- [The task]:
Output each line of the data below again, unchanged and in its original order.

- [Annotated coordinate data]:
=====

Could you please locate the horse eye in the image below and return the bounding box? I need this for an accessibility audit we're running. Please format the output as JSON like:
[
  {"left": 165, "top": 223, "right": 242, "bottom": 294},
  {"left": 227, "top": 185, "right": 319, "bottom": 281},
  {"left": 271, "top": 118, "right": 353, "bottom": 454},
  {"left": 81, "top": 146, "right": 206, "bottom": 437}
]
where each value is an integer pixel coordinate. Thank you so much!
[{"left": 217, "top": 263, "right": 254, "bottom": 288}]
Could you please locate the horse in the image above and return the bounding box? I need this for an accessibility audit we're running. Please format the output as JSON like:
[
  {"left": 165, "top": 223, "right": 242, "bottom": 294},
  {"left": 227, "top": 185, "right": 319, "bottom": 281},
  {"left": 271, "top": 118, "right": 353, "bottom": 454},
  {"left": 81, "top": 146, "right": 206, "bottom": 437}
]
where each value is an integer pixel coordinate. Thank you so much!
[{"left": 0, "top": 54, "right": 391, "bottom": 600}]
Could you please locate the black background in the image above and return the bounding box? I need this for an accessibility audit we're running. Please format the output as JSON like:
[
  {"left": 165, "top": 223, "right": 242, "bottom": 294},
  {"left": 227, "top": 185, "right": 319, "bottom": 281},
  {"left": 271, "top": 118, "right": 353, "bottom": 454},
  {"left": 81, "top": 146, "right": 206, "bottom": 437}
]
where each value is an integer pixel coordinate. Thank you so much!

=====

- [Answer to the problem]:
Could you please locate the horse eye in the image below and return the bounding box? I need this for an accessibility audit we're running. Please format the output as JSON like:
[
  {"left": 165, "top": 223, "right": 242, "bottom": 294},
  {"left": 227, "top": 185, "right": 319, "bottom": 281},
  {"left": 271, "top": 118, "right": 353, "bottom": 454},
  {"left": 81, "top": 146, "right": 206, "bottom": 437}
]
where each value is an integer pixel coordinate. Thank you so much!
[{"left": 217, "top": 263, "right": 254, "bottom": 288}]
Could you please locate the horse in the image above and return the bounding box? I need this for an accessibility audit we're running. Please format the output as JSON like:
[
  {"left": 165, "top": 223, "right": 242, "bottom": 294},
  {"left": 227, "top": 185, "right": 319, "bottom": 281},
  {"left": 271, "top": 118, "right": 353, "bottom": 454},
  {"left": 81, "top": 146, "right": 206, "bottom": 437}
]
where each value is an integer pixel coordinate. Thank you so much!
[{"left": 0, "top": 54, "right": 391, "bottom": 600}]
Could you please locate the black background in the image above and return the bounding box? I need this for an accessibility audit we're running. Please format the output as JSON like:
[
  {"left": 165, "top": 223, "right": 242, "bottom": 294},
  {"left": 227, "top": 185, "right": 319, "bottom": 281},
  {"left": 271, "top": 118, "right": 353, "bottom": 454},
  {"left": 81, "top": 146, "right": 206, "bottom": 437}
]
where each value is an integer pixel coordinate. Thank you so much!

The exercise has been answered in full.